Passage shown —
BEGIN
In the Field

Nursing the Wounds of War
by Teddi Fine

When a suicide bomb detonates or an improvised explosive device blows up at a roadside or in a car, the damage can be both vast and shattering for those nearby, whether the victims are soldiers or innocent bystanders. These explosions send shrapnel—sharp bits of metal—into everything and everyone near them. As seen in far too many news accounts of the combat in Iraq and Afghanistan, lives and limbs can be lost or shredded.

In many cases, shrapnel wounds are small, superficial, soft-tissue injuries that combat nurses and doctors call “peppering wounds.” They literally “pepper” a portion of the body—too often the face and neck—with these tiny wounds, frequently with bits of embedded metal.

While not among the life-threatening injuries seen in combat-zone med-icine, these potentially disfiguring wounds are among the most common, and the most susceptible to independent management by nursing staff. But, as Air Force Major and JHUSON graduate Jennifer J. Hatzfeld, PhD, RN, realized during her deployment to a military hospital in Kandahar, Afghanistan, no established guideline existed to support nursing assessment and treatment of these superficial shrapnel wounds.

Training varied markedly among the U.S. Navy-managed hospital’s inter-national nursing roster from across military services in the U.S., Canada, the Netherlands, and the United Kingdom. So Hatzfeld and a number of her colleagues at the Kandahar hospital took action.

The team mapped out a best-practice protocol for patients with peppering shrapnel wounds. They approached the issue from a common nursing perspective: focusing holistically on the needs of the individual patient and combining immediate and specific treatment protocols with attention to longer-term needs related to pain management, nutrition, and emotional support.

And all this despite responding to mass casualties in an environment of escalating operations and limited access to research resources and a dearth of research on the topic. The work was done between shifts, on precious days off, and in moments between patient care and the next crisis; but the work was done. The very process of creating the protocol had a tangible benefit by bringing together a diverse group of clinicians from different countries with different nursing experiences, all of whom were far from home and working under extreme circumstances.

Their accomplishment, observes Hatzfeld, is “a great example of what nursing teamwork is all about.”
Today, as director of nursing research at Travis Air Force Base in California, Hatzfeld notes, “This was a very small project dealing with an unfortunately common battlefield injury. Our work certainly does not revolutionize the already great care that’s being provided to our injured service members in the field, but it does have the potential to make caring for these wounds a bit easier, with more successful outcomes.”

The work she humbly describes as small may in fact have big applications closer to home. In the event of a disaster, the guidelines she helped craft could well give nurses the guidance they need to better care for patients with wounds they previously had never seen or treated.
END
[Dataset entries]
BEGIN
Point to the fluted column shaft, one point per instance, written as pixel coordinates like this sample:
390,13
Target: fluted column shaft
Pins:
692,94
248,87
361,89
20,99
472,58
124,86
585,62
END
Work to complete —
A: In the article on shrapnel wounds, rewrite the part that opens with the words containing "Nursing the Wounds" and closes with "lost or shredded.", changing "shrapnel" to "fragments" throughout.
B: Which countries' military services made up the Kandahar hospital's nursing roster, according to the article on shrapnel wounds?
Rely only on the article itself, not on the entries.

Results by task —
A:
Nursing the Wounds of War
by Teddi Fine

When a suicide bomb detonates or an improvised explosive device blows up at a roadside or in a car, the damage can be both vast and shattering for those nearby, whether the victims are soldiers or innocent bystanders. These explosions send fragments—sharp bits of metal—into everything and everyone near them. As seen in far too many news accounts of the combat in Iraq and Afghanistan, lives and limbs can be lost or shredded.

B: The U.S., Canada, the Netherlands, and the United Kingdom